#### Text segment:
+-------+

A 35-year study has shown that people who had four of five healthy habits were 60 percent less likely to develop dementia and cognitive decline. The habits are: exercising regularly, not smoking, maintaining a healthy body weight and diet, and consuming a low level of alcohol.
The study reinforced previous research on healthy lifestyles, which appear to do more to prevent dementia than any pill or other medical treatment. Study after study confirms that exercise is as close to a magic bullet against dementia as we have now. It doesn’t have to be strenuous—moderate exercise of around 150 minutes weekly seems to do the trick. And it can be done in 10-minute bursts.
It’s virtually never too late to become active—people in their 80s who were measured as moving often in their daily lives (while washing dishes, for example) still showed preventive effects. In a study published in the journal Neurology, those with the lowest levels of activity were more than twice as likely to have Alzheimer’s as those with the highest activity levels when participants were assessed four years later.

+-------+

#### Information provided:
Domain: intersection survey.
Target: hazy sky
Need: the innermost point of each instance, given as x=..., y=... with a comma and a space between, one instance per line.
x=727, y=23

+-------+

#### Parts of the exercise:
a – In the passage on preventing dementia, about how many minutes of moderate exercise per week seems to be enough?
b – Revise the dementia passage between "It’s virtually never" and "four years later.", inclusive, replacing "washing dishes" with "sweeping floors".
c – Carry on writing the passage about preventing dementia from the point where it ends.
The data has no connection to the passage on preventing dementia.

#### Answers to the problems:
a – Around 150 minutes weekly.

b –
It’s virtually never too late to become active—people in their 80s who were measured as moving often in their daily lives (while sweeping floors, for example) still showed preventive effects. In a study published in the journal Neurology, those with the lowest levels of activity were more than twice as likely to have Alzheimer’s as those with the highest activity levels when participants were assessed four years later.

c –
Even for people with a well-known genetic risk factor for Alzheimer’s (the e4 allele of the apolipoprotein E or APOE gene), exercise may be particularly helpful in lowering the risk of Alzheimer’s, studies show.
Exercise is such a strong Alzheimer’s deterrent that researchers are studying its biological effect on the brain, hoping to develop a drug with that knowledge. Of course, exercise increases blood flow, delivering more glucose and oxygen to the brain. Researchers also are tracking exercise-generated enzymes, a hormone or a protein that may help in staving off Alzheimer’s.